- Directions for this task -
How does the op-ed below on MPs switching parties continue? Write what follows its final sentence.

---------- Source text

Prof. Dr. Melanie Sully

The "Klub Hopping" Challenge

Article by Dr Melanie Sully in the Wiener Zeitung 19.8. 2015 p. 2 "Die Klub-Hopper-Herausforderung". In many parliaments MPs cross the floor to join another group; in some there are restrictions and in most problems ensue. Here a comparative analysis with reference to the situation in Austria (English summary click here)

The Klub-Hopper Challenge

English adaptation of op ed that appeared in German in the Wiener Zeitung 19.8. 2015

by Dr Melanie Sully

Switches in party allegiance in parliaments are not uncommon as for example in the Czech Republic and Romania although in some countries such as Estonia and Bulgaria there are restrictions. Bills to ban outright such defections have been consistently defeated in the Canadian parliament. A Law in New Zealand forbidding party switches proved unworkable and was abandoned. Concerns were raised about conflicts with freedom of association and the failure to cover adequately “legitimate dissent” or cases where a Member of Parliament genuinely disagrees with the party or where the party line deviated from the electoral platform on which it was elected.

--------------------
---------- Extracted material

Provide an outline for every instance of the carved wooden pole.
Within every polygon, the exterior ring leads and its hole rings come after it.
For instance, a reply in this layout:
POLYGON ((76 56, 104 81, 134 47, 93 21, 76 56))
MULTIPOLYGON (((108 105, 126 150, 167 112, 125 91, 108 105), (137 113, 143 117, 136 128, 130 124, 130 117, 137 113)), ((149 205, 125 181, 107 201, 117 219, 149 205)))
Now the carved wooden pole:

--------------------

- Result of the exercise -
The reasons for the change in party allegiance are important but difficult to pin down. There could be “goodies” deriving from being in a government party. Additional speaking time in the plenary or committees and the chance to be part of a more effective group. The prospect of a secure seat at the next election could be an added survival carrot. Banning such switches is justified by some as a kind of anti-corruption measure.

The desire by an MP to better represent their voters in a government party rather than in opposition may be seen as admirable but it could be understood by the public as crass opportunism. In addition the job of an MP is to furnish through parliamentary groups a dynamic interaction between government and opposition. Switches to government groups undermine the opposition and potentially the control function of the legislature. Especially problematic is when the switch involves movements in public funding and/or a change in a government coalition. The free mandate is not an absolute as is shown by the fact that the Klubs send their people to the committees and can withdraw them at any time. There they are expected to represent the views of the respective group.

Whereas the public may go along with a genuine one-off switch in loyalty, frequent changes can be seen negatively. It brings the institution of parliament into disrepute and increases the widespread feeling of cynicism that power games ultimately determine our political life. Apathy can be the result and the average voter may also struggle in the end to remember which party a political nomad belonged to at a specific time.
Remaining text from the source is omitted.